> Items from a data source
:::::
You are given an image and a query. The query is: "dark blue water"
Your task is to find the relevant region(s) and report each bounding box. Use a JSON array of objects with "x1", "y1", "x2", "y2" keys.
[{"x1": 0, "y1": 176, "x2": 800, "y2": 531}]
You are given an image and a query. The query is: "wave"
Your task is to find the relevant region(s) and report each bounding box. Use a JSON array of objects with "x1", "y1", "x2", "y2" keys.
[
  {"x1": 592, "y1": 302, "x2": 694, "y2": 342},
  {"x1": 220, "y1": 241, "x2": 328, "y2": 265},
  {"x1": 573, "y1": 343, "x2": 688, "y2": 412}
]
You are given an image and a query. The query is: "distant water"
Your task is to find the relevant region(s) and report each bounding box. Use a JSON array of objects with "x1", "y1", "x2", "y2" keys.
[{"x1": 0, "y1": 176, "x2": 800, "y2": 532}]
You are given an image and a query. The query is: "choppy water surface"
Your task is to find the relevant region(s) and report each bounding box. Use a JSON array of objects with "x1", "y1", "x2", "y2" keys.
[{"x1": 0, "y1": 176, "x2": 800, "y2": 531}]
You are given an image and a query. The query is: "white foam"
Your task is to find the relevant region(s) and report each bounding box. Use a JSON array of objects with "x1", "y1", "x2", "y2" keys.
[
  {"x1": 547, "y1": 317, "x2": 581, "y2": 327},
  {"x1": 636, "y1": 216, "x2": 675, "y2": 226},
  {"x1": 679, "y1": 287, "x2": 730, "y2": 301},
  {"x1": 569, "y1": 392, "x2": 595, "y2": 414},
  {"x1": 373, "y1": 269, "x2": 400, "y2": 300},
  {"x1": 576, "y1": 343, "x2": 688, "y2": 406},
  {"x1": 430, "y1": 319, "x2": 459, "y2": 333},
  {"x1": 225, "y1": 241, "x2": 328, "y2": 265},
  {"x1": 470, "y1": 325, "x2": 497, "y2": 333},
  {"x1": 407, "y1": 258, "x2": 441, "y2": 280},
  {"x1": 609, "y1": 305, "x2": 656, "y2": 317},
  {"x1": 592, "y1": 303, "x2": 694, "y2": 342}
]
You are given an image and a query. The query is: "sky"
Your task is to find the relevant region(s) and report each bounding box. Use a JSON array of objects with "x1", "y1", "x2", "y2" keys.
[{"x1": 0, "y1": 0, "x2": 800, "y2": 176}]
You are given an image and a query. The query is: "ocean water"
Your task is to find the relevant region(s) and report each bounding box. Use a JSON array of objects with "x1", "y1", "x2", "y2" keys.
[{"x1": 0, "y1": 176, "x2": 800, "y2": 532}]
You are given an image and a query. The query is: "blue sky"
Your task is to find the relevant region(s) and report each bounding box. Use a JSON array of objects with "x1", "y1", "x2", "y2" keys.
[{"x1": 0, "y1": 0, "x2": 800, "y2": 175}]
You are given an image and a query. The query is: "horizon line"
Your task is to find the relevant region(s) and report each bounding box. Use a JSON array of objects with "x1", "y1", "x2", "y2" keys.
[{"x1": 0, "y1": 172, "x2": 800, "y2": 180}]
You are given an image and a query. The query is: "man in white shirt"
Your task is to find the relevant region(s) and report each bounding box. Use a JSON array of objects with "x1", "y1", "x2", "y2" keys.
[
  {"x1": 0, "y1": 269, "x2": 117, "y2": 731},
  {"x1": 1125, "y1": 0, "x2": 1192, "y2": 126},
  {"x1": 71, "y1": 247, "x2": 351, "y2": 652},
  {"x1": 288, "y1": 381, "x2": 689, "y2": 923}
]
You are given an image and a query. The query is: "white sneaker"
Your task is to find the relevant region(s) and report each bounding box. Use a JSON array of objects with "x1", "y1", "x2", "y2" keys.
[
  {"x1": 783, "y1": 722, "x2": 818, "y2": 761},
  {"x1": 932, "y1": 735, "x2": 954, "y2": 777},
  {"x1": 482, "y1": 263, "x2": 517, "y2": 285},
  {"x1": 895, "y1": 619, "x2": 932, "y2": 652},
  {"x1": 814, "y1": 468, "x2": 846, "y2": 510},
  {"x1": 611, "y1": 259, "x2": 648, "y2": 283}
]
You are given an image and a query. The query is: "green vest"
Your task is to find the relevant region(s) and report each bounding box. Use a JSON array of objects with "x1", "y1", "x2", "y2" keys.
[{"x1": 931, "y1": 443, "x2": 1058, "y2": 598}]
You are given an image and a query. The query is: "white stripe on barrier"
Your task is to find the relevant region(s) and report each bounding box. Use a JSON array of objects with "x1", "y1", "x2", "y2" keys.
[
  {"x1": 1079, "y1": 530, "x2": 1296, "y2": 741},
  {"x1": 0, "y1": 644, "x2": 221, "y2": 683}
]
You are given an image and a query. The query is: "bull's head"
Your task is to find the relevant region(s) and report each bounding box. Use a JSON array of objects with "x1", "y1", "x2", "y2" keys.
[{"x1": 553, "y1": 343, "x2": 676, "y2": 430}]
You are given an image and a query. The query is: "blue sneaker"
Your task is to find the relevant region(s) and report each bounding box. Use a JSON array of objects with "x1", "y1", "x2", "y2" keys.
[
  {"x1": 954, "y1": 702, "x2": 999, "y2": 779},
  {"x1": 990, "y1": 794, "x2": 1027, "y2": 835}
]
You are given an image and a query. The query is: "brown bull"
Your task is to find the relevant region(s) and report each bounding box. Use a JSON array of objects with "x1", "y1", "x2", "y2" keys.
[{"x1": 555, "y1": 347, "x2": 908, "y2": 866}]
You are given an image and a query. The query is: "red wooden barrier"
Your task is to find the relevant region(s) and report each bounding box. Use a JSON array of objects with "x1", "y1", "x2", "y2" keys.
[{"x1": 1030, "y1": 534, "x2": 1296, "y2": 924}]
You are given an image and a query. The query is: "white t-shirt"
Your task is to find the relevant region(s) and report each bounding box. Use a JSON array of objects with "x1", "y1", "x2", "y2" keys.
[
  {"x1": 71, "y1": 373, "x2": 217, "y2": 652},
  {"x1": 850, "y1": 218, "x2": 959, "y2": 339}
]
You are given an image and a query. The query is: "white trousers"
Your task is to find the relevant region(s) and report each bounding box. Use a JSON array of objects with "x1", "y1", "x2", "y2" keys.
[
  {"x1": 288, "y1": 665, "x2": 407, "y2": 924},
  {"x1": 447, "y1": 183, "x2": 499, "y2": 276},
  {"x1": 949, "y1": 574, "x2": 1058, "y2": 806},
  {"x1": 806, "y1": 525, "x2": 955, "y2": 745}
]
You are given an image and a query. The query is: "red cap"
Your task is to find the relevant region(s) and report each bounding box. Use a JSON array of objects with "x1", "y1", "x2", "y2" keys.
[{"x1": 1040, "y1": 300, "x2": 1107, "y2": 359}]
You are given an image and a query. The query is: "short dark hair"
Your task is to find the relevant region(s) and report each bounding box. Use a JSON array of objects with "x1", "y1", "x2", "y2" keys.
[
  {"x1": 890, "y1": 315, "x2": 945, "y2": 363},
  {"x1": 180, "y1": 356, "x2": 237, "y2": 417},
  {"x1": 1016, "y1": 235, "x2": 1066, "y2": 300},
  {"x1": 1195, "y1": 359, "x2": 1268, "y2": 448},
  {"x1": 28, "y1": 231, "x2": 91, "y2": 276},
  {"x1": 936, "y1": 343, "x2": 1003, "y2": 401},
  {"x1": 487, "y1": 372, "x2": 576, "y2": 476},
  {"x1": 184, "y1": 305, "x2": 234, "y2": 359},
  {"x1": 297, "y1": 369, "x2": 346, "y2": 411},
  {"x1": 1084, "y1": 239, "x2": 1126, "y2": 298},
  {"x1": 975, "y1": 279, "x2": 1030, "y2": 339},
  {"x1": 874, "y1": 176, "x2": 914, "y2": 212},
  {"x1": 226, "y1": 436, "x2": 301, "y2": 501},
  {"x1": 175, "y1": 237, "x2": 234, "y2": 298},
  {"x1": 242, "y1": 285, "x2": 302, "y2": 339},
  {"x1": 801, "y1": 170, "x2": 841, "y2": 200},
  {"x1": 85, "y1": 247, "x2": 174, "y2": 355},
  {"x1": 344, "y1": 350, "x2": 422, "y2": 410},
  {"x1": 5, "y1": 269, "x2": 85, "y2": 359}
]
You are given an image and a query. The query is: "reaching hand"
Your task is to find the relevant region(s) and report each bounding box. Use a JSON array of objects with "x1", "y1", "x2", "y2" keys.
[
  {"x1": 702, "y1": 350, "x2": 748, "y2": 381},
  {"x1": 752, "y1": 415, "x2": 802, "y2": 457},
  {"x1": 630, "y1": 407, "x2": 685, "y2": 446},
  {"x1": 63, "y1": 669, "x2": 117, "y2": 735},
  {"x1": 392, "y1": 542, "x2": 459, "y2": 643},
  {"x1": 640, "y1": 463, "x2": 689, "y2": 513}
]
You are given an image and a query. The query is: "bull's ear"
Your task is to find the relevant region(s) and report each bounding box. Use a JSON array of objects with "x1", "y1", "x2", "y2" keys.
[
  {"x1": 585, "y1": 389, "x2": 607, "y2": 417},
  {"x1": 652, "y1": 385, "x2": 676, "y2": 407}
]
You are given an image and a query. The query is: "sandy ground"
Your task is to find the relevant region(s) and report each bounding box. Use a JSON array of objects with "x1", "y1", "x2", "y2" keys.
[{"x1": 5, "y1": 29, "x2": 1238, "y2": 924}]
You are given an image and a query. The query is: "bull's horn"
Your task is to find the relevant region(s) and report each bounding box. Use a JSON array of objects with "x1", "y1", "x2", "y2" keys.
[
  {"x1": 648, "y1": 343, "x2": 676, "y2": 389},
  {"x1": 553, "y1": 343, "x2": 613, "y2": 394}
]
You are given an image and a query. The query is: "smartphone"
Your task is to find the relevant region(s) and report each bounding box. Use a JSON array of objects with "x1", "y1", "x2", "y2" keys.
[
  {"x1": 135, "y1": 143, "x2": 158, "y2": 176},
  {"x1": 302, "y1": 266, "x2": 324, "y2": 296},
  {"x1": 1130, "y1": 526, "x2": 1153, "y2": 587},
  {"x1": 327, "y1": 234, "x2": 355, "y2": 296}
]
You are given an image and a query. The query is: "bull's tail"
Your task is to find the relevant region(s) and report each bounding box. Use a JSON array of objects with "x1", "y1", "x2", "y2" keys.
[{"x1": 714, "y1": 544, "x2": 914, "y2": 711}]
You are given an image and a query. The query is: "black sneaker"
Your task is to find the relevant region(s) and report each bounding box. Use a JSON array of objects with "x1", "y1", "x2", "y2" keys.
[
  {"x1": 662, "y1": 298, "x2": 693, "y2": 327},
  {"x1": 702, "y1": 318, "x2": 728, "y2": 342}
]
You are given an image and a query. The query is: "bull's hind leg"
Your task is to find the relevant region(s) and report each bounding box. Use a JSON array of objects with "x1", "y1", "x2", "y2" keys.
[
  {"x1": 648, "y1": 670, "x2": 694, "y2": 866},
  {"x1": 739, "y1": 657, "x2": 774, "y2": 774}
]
:::::
> Objective
Please count the lines of the data above that contain the string "shirt", treating uppercase and lowercase letters as different, and give only the number.

> Response below
2